- **Coordinate annotation entries**

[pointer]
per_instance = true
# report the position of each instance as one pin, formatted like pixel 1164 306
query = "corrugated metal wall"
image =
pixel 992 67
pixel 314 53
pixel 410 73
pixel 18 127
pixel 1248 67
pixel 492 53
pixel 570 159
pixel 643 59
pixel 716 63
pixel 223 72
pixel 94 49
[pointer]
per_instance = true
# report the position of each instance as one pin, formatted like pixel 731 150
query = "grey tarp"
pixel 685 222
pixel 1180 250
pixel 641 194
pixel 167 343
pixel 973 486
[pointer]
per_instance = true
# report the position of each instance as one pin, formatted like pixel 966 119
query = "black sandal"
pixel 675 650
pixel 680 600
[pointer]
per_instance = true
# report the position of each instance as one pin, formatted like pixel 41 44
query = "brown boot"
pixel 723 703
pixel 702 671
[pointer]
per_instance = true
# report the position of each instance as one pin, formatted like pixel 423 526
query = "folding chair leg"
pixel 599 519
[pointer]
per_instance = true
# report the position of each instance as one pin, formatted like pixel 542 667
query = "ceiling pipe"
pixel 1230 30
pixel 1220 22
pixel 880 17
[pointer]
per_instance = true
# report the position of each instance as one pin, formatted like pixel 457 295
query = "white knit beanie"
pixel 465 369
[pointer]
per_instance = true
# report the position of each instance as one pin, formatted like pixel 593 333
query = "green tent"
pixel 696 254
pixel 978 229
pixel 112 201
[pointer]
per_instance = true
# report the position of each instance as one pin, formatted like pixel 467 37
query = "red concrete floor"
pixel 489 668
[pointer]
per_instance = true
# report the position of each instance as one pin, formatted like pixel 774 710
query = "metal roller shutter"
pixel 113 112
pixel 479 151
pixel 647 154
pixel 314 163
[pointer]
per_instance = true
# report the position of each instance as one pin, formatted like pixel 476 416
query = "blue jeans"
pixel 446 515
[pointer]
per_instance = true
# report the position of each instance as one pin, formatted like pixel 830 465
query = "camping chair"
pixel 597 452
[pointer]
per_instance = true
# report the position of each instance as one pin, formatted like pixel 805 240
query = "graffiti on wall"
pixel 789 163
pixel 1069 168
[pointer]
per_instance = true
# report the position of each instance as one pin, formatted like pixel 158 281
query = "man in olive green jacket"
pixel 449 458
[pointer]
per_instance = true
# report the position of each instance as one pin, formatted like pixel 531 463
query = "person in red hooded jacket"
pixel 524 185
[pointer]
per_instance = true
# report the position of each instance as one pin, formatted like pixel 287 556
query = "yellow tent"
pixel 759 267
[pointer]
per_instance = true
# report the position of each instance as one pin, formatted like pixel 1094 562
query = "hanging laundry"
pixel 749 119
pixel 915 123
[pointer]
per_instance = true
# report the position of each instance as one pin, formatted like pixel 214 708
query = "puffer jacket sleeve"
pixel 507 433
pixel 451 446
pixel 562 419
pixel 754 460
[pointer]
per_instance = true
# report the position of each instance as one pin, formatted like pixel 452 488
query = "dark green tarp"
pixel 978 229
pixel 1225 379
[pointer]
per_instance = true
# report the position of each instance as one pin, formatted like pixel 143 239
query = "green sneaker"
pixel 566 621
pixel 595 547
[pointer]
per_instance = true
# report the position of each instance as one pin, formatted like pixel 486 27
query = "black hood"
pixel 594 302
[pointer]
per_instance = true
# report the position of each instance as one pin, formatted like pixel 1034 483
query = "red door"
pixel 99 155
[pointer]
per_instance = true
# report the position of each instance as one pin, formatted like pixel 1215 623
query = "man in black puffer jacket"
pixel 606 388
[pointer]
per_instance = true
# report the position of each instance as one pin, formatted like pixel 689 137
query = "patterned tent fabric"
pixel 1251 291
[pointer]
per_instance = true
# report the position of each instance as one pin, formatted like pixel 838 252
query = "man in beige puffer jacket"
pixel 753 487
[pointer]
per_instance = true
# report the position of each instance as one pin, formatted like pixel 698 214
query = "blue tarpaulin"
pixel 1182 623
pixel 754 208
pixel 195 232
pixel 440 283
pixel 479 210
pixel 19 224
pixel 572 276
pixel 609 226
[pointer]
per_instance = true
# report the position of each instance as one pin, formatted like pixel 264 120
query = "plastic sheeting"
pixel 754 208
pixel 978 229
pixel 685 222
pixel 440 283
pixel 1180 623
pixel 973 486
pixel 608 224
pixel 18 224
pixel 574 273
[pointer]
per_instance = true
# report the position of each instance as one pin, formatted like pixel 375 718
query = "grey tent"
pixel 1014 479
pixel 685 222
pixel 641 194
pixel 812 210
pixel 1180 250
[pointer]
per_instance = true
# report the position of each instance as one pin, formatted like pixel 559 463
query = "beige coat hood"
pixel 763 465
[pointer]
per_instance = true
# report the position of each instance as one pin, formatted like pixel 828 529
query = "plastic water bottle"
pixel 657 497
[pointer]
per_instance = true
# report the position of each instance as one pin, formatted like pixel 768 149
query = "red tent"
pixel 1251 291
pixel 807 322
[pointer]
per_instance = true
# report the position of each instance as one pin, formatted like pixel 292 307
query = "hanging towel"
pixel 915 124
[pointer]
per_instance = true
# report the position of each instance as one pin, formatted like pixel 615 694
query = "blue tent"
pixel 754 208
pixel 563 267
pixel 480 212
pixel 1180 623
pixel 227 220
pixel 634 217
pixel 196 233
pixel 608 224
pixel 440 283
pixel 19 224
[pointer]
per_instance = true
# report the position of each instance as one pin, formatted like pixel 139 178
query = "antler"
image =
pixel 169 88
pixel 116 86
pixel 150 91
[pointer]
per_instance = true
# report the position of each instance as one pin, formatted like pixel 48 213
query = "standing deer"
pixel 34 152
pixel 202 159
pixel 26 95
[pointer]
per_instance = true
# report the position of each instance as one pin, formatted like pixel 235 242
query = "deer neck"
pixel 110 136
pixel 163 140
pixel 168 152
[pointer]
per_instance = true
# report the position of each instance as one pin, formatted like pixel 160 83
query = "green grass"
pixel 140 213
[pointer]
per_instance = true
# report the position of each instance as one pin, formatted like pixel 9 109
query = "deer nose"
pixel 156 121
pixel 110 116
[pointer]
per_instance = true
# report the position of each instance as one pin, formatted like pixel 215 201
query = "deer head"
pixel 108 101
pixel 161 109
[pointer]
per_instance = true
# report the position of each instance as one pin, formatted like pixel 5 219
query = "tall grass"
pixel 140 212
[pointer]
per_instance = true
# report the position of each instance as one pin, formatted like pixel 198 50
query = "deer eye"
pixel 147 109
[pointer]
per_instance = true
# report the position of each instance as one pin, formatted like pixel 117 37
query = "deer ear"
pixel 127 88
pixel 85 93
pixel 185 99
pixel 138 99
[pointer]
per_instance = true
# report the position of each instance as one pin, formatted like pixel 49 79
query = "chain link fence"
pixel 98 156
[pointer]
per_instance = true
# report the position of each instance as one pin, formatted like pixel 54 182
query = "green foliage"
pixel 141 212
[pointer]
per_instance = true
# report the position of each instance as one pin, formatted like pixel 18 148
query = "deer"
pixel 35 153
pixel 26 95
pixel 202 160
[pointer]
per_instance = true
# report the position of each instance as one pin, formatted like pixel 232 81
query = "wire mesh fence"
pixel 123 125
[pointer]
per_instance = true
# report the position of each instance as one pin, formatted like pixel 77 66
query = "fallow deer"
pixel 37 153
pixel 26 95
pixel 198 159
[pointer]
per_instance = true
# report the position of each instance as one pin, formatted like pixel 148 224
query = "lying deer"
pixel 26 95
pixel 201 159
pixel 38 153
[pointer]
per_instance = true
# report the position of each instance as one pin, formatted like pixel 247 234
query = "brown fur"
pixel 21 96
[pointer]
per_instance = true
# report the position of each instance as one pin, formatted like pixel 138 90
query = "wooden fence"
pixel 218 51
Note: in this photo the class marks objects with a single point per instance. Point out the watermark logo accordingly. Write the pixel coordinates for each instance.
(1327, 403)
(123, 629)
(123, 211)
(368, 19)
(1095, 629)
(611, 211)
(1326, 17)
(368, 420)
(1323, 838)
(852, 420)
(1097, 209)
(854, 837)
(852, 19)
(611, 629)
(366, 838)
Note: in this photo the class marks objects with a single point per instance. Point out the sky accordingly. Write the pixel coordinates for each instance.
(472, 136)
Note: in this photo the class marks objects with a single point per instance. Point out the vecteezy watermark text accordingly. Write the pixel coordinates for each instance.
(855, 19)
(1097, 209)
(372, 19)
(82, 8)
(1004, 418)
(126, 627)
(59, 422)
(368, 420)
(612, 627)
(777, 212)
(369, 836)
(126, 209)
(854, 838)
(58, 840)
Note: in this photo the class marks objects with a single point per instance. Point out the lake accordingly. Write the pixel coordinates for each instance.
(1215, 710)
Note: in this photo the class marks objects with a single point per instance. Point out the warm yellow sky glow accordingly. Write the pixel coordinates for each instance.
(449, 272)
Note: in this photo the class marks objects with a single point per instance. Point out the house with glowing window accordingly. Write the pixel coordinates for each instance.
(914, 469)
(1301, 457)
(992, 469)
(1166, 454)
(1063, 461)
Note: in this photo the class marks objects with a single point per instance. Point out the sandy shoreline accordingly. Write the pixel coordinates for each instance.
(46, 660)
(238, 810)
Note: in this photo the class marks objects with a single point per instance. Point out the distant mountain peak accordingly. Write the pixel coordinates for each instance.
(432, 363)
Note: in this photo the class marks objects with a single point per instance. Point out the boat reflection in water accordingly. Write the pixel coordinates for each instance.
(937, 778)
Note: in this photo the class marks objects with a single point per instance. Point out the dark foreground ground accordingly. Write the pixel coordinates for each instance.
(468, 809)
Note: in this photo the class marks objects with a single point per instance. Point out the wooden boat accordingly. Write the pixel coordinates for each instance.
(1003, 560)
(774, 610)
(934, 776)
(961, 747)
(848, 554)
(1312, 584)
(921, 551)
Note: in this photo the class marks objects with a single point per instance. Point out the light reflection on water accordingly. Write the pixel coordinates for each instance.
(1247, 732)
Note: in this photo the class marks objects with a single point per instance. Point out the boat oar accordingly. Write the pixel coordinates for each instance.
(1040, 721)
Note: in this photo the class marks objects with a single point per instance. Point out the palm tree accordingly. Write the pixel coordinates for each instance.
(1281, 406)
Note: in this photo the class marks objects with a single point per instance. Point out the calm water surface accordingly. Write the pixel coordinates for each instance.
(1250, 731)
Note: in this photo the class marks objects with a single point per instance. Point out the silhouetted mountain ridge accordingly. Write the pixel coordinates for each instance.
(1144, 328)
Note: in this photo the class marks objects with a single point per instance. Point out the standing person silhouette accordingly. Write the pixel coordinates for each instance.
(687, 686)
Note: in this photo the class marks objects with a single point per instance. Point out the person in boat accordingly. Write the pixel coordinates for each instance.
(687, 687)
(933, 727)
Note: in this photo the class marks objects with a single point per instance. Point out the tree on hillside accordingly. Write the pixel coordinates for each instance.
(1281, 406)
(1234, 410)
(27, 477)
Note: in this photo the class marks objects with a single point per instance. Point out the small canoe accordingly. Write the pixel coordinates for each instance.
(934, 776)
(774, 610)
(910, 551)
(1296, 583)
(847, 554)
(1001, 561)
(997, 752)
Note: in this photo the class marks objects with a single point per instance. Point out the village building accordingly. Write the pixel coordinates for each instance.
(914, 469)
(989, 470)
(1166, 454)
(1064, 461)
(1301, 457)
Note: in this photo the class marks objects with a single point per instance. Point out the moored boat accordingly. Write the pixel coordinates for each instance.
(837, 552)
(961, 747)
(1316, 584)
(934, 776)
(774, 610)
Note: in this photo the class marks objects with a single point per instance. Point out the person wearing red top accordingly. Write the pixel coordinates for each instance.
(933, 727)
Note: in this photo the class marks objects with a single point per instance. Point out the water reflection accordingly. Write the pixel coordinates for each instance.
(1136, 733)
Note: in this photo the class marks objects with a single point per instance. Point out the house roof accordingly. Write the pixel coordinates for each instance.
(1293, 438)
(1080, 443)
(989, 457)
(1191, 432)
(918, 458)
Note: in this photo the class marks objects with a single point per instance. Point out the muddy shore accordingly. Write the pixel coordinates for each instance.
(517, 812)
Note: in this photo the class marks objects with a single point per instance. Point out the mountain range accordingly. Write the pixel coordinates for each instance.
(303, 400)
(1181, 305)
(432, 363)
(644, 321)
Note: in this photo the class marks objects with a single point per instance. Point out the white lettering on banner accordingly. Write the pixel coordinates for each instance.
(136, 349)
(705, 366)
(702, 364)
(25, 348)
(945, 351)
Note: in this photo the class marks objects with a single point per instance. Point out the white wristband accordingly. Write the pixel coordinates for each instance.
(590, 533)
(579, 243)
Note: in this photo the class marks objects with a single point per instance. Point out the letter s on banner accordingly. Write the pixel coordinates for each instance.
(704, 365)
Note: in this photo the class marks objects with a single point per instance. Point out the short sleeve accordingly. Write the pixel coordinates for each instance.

- **STATED TASK**
Can you reproduce, word for word, the lines starting with the one containing "out the letter" and continuing through the final line of the entries?

- **EXERCISE ANSWER**
Note: in this photo the class marks objects with a single point per instance. Point out the letter s on banner accordingly. Write the pixel coordinates for each instance.
(704, 365)
Note: in this photo the class marks objects with a single point per instance. Point out the short sleeve accordingly. Write the pixel coordinates for each instance.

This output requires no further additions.